### TASK OBJECTIVE
Retype the records below, starting at the line containing "I'd appreciate your help locating every snow-capped" and ending with the line containing "0 277 229 323", with both of those lines included.

### MATERIAL
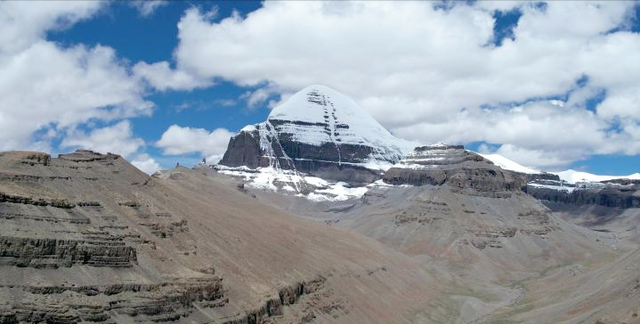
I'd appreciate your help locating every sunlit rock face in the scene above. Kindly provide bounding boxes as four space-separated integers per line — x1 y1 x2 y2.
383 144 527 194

...

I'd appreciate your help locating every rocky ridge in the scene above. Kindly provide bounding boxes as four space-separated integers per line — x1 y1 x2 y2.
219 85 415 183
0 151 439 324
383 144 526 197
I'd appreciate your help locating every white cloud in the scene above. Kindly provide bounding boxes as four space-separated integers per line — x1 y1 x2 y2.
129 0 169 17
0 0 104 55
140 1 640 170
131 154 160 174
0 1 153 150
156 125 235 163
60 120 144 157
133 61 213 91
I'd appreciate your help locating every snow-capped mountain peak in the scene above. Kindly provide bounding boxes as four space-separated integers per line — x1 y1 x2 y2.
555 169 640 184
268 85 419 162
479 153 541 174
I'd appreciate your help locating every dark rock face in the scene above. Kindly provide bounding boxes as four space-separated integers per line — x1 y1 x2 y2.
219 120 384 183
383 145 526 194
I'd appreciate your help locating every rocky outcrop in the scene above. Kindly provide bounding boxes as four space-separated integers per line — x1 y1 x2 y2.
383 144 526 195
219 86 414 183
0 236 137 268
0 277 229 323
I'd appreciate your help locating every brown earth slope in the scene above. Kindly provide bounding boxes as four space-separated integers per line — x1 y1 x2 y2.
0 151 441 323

### WRITTEN RESPONSE
I'd appreciate your help locating every snow-capped mountain peak in the scene above. Kindly provide bounding boxes as four space-separated integers per line — x1 y1 x2 y2.
555 169 640 184
268 85 419 162
479 153 541 174
I'd appreciate your help locating every dark rock face in the scene above. Kindly provide bounding boxes as four space-separated integers per line — x1 y1 x2 y2.
219 120 384 183
383 145 526 194
I'd appreciate your help locating every rocky outcrop in the scene above. Kindly provide bounding boxes as four space-separated integers per line — x1 y1 x2 y2.
383 144 526 195
219 86 414 183
0 236 137 268
0 277 229 323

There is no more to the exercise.